RECORD LIST:
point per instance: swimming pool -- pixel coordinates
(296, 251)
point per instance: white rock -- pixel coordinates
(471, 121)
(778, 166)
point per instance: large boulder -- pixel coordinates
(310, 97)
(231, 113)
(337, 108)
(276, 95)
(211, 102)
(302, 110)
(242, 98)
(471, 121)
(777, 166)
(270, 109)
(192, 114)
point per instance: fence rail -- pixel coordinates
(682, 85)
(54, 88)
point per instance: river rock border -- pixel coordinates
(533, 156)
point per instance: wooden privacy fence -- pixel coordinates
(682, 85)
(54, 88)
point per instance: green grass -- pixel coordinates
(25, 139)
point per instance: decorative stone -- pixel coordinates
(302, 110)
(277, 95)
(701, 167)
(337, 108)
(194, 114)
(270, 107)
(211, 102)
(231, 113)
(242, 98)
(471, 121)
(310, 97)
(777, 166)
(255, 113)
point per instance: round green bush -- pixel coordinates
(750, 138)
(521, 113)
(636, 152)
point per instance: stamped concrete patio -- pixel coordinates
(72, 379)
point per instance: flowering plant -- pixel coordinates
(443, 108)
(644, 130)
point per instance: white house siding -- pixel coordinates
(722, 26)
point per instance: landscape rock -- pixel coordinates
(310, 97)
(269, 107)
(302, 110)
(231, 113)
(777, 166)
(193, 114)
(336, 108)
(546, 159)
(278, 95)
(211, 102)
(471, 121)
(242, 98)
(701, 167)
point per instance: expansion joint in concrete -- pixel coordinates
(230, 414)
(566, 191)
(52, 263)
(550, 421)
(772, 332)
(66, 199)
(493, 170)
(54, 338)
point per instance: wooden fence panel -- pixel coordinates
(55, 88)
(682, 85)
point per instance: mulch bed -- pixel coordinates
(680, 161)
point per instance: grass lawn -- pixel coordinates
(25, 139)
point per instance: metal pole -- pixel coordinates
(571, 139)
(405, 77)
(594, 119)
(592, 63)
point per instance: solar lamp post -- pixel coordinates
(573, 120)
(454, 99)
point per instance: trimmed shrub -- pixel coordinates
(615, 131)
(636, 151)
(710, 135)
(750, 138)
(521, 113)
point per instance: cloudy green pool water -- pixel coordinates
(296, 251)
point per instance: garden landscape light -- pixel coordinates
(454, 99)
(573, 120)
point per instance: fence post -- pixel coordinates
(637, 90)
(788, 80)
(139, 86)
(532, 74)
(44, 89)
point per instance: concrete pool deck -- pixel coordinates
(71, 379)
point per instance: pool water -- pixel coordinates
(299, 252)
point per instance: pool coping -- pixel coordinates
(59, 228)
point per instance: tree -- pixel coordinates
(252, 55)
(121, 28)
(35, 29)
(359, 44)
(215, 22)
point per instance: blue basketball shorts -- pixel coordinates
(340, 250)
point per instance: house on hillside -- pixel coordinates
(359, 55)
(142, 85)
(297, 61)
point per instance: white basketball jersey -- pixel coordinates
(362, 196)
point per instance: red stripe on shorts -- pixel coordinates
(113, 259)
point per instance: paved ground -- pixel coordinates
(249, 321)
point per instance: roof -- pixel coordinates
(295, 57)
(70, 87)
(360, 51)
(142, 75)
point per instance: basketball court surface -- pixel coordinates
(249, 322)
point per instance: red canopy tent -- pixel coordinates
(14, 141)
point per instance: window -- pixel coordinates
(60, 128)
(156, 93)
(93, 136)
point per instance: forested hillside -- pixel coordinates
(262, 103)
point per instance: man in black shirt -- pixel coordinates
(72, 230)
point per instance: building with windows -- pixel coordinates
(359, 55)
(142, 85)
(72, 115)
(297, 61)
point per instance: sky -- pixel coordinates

WHAT NEEDS TO BE DONE: Return verbatim every row above, from the line containing "point per instance: red stripe" down to the final row, including both ends.

RESPONSE:
point per instance: red stripe on shorts -- pixel coordinates
(113, 259)
point per instance: paved ground -- pixel coordinates
(249, 321)
point per instance: roof -- pixel coordinates
(295, 57)
(70, 87)
(360, 51)
(142, 75)
point per instance: basketball court surface -- pixel coordinates
(249, 322)
point per instance: red canopy tent -- pixel coordinates
(14, 141)
point per instance: window -- pixel coordinates
(60, 128)
(156, 93)
(93, 136)
point per instance: forested hillside -- pixel coordinates
(262, 103)
point per instance: man in black shirt -- pixel coordinates
(72, 230)
point per instance: building with windows -- pixel coordinates
(359, 55)
(142, 85)
(72, 115)
(297, 61)
point per instance: sky -- pixel coordinates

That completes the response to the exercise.